*** Opening of TEXT SECTION ***
Here's a list of potential future selections for our graphic novel book club. Please comment or e-mail me your top choices and/or bottom choices. Scandalously, I have not read any of these, so below are the Amazon.com descriptions.
The Tragical Comedy or Comical Tragedy of Mr. Punch by Neil Gaiman: "In his grandfather's seaside arcade, a young boy encounters a mysterious Punch & Judy man with a dark past and a woman who makes her living playing a mermaid. As their stories unfold, the boy must confront family secrets, strange puppets and a nightmarish world of violence and betrayal."
Chew series by John Layman: "Tony Chu is a detective with a secret. A weird secret. Tony Chu is Cibopathic, which means he gets psychic impressions from whatever he eats. It also means he's a hell of a detective, as long as he doesn't mind nibbling on the corpse of a murder victim to figure out whodunit, and why. He's been brought on by the Special Crimes Division of the FDA, the most powerful law enforcement agency on the planet, to investigate their strangest, sickest, and most bizarre cases."
American Splendor by Harvey Pekar: "American Splendor is the world’s first literary comic book. Cleveland native Harvey Pekar is a true American original. A V.A. hospital file clerk and comic book writer, Harvey chronicles the ordinary and mundane in stories both funny and touching. His dead-on eye for the frustrations and minutiae of the workaday world mix in a delicate balance with his insight into personal relationships. Pekar has been compared to Dreiser, Dostoevsky, and Lenny Bruce. But he is truly more than all of them—he is himself."
Incognito by Ed Brubaker: "From the creators of Criminal and Sleeper comes the most insane and evil super-villain comic you've ever read! What if you were an ex-super villain hiding out in Witness Protection... but all you could think about were the days when the rules didn't apply to you? Could you stand the toil of an average life after years of leaving destruction in your wake? And what if you couldn't stand it? What would you do then? Incognito - a twisted mash-up of noir and super-heroics."
Shortcomings by Adrian Tomine: "Tomine's lacerating falling-out-of-love story is an irresistible gem of a graphic novel. Shortcomingsis set primarily in an almost otherworldly San Francisco Bay Area; its antihero, Ben Tanaka, is not your average comic book protagonist: he's crabby, negative, self-absorbed, über-critical, slack-a-riffic and for someone who is strenuously race-blind, has a pernicious hankering for whitegirls. His girlfriend Miko (alas and tragically) is an Asian-American community activist of the moderate variety."
Thief of Always by Clive Barker: "When archetypal 10-year-old Harvey Swick desperately wishes to be delivered from a boring February afternoon, he is miraculously rescued by Rictus, a smiling (if somewhat sinister) creature. Rictus takes Harvey to the Holiday House, where every morning is spring, every afternoon is summer and every evening offers Halloween, Thanksgiving and Christmas in quick succession. Barker masterfully embroiders this fantasy world with a mounting number of grim, even gruesome details. Harvey must heroically battle what is gradually revealed to be the malevolent force behind the Holiday House in order to save not only himself but all its previous young guests."
Seven Soldiers of Victory by Grant Morrison: "What if there was a team of superheroes who never met each other? Included are stories of four of the eventual seven members—the magician Zatanna is a highlight—all of whose adventures stand alone but also subtly interweave. The art is uniformly impressive, the standout being Frazer Irving’s Klarion the Witch Boy, pulsing with ominous supernatural life."
Scalped series by Jason Aaron: "Fifteen years ago, Dashiell "Dash" Bad Horse ran away from a life of abject poverty and utter hopelessness on the Prairie Rose Indian Reservation in hopes of finding something better. Now he's come back home armed with nothing but a set of nunchucks, a hell-bent-for-leather attitude and one dark secret, to find nothing much has changed on "The Rez" -- short of a glimmering new casino, and a once-proud people overcome by drugs and organized crime. Is he here to set things right or just get a piece of the action?"
*** Close of TEXT SECTION ***
QUESTIONS ON THE MATERIAL:
• a. Reproduce the part of the book club list between "Here's a list" and "the Amazon.com descriptions.", inclusive.
• b. In the book club list, what does being Cibopathic mean for Tony Chu?
• c. Summarize the book club list in two sentences.
The items after this point come from a separate source.
*** Opening of DATASET RECORDS ***
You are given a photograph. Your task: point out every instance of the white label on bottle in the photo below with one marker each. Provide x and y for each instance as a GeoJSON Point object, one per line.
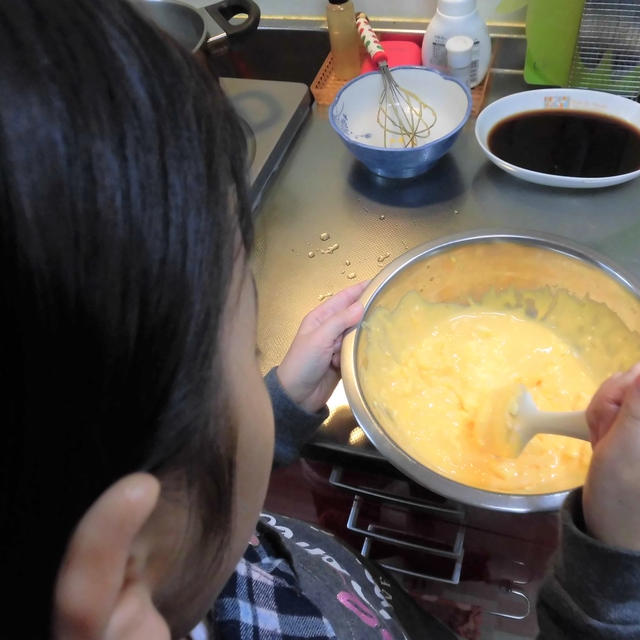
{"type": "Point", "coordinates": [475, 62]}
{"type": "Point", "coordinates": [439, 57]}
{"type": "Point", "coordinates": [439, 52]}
*** Close of DATASET RECORDS ***
*** Opening of DATASET RECORDS ***
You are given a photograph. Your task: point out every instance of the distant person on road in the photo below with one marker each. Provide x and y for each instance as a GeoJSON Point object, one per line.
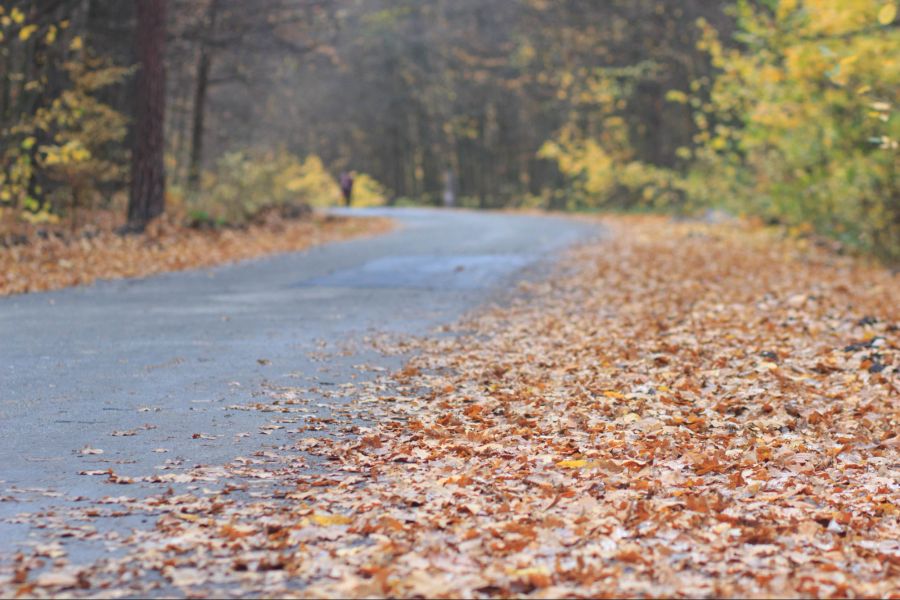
*** Close of DATASET RECORDS ***
SOLUTIONS:
• a.
Here's a list of potential future selections for our graphic novel book club. Please comment or e-mail me your top choices and/or bottom choices. Scandalously, I have not read any of these, so below are the Amazon.com descriptions.

• b. He gets psychic impressions from whatever he eats.

• c. The book club list offers potential future graphic novel selections and invites readers to comment or e-mail their top and bottom choices. The poster has read none of them, so each title comes with its Amazon.com description, covering works by Neil Gaiman, John Layman, Harvey Pekar, Ed Brubaker, Adrian Tomine, Clive Barker, Grant Morrison and Jason Aaron.